Extract to read:
▶
Never one to turn down an empathic examination of unsatisfied masculinity (even in a superficially blissful scenario as here), Tommaso is warmer and lighter than Ferrara’s famous fare, but this isn’t a customarily bruising, questionable study of male insecurities. Rather, it’s a gentle look at gender role reversal. Older by some two decades than his wife, Tommaso wonders why she doesn’t appreciate his 'experience'; he is the emotionally expressive one, hurt by her independence; she is aloof, indifferent, and refuses to acquiesce. Perhaps it’s Ferrara responding to changing gender mores. That might explain the recurring sequences of Dafoe with young, mostly naked women – you’re never sure if these are daydreams as Tommaso searches for intimacy elsewhere or if he really is philandering, but maybe it’s just Ferrara taunting those campaigning for less brazen displays of female flesh.
◀
Required task A: According to the review of Tommaso, how much older is Tommaso than his wife?
Required task B: Reproduce the passage of the Tommaso review between "Never one to" and "of female flesh.", inclusive.

Data lines:
▶
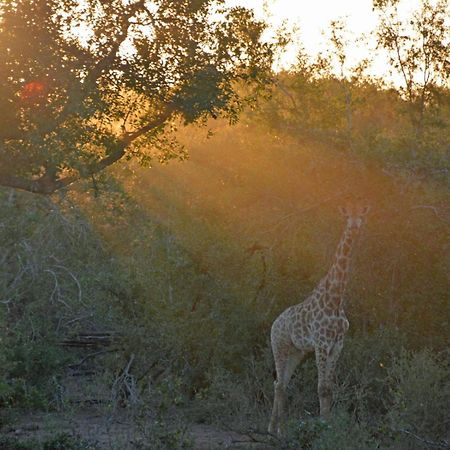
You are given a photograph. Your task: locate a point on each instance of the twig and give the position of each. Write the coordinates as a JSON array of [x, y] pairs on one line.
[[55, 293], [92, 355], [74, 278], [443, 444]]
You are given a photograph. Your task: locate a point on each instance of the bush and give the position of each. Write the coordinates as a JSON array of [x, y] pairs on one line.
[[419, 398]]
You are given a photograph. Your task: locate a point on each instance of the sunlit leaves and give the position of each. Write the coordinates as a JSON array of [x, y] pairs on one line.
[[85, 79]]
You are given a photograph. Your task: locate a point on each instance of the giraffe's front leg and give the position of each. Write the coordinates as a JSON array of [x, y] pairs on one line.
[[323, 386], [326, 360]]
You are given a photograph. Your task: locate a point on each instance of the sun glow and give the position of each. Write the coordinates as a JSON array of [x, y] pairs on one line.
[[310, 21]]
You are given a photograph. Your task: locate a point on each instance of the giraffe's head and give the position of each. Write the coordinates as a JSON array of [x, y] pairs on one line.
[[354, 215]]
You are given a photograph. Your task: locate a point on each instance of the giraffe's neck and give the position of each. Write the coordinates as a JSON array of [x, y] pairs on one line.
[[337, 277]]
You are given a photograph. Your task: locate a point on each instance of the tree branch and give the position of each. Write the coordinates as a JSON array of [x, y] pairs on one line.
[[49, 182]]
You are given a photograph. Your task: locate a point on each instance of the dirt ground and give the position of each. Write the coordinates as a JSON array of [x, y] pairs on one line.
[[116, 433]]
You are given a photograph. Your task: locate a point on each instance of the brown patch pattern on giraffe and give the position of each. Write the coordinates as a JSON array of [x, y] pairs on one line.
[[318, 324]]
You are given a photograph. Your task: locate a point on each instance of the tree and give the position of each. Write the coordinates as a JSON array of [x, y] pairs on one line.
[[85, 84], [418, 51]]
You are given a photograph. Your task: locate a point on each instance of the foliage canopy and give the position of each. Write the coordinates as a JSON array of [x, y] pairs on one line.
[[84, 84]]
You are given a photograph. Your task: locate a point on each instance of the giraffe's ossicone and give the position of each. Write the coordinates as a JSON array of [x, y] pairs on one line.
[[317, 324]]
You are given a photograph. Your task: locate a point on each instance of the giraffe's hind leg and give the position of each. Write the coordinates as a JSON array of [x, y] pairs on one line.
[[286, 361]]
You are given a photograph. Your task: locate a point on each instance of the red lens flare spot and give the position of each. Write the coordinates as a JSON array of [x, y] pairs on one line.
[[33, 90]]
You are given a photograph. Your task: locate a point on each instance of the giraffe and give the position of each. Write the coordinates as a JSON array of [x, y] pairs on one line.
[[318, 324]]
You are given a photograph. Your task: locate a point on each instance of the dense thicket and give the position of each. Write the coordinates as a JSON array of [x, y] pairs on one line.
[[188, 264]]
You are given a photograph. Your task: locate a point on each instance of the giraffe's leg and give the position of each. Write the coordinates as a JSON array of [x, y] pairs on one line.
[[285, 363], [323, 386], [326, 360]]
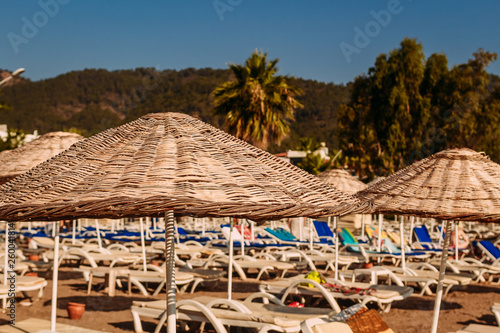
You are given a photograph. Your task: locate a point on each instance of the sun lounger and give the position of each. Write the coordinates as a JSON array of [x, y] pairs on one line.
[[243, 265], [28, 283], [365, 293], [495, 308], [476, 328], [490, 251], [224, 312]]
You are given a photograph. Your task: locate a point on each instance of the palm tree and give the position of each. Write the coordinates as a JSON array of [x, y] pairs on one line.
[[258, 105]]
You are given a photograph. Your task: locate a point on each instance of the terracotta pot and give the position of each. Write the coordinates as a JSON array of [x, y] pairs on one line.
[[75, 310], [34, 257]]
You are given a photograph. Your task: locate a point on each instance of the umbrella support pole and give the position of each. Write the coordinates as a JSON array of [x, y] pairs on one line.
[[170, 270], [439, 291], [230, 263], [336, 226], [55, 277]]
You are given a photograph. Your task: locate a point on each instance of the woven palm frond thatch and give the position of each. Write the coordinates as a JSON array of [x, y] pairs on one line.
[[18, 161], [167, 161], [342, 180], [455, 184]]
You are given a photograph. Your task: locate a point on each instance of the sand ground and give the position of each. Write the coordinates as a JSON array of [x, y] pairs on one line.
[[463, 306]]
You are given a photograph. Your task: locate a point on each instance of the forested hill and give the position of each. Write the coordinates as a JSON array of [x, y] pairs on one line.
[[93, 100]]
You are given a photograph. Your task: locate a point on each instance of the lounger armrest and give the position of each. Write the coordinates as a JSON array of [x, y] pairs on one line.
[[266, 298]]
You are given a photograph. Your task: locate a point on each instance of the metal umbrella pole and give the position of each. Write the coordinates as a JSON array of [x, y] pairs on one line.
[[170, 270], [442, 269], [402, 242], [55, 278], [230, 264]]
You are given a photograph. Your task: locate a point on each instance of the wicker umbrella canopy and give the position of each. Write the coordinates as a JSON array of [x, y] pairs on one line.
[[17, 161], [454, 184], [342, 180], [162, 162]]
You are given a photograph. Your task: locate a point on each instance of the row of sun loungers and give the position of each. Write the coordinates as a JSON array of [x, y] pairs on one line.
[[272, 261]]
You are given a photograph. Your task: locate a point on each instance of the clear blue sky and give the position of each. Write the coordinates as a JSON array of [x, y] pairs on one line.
◀
Expected answer A: Some two decades.

Expected answer B:
Never one to turn down an empathic examination of unsatisfied masculinity (even in a superficially blissful scenario as here), Tommaso is warmer and lighter than Ferrara’s famous fare, but this isn’t a customarily bruising, questionable study of male insecurities. Rather, it’s a gentle look at gender role reversal. Older by some two decades than his wife, Tommaso wonders why she doesn’t appreciate his 'experience'; he is the emotionally expressive one, hurt by her independence; she is aloof, indifferent, and refuses to acquiesce. Perhaps it’s Ferrara responding to changing gender mores. That might explain the recurring sequences of Dafoe with young, mostly naked women – you’re never sure if these are daydreams as Tommaso searches for intimacy elsewhere or if he really is philandering, but maybe it’s just Ferrara taunting those campaigning for less brazen displays of female flesh.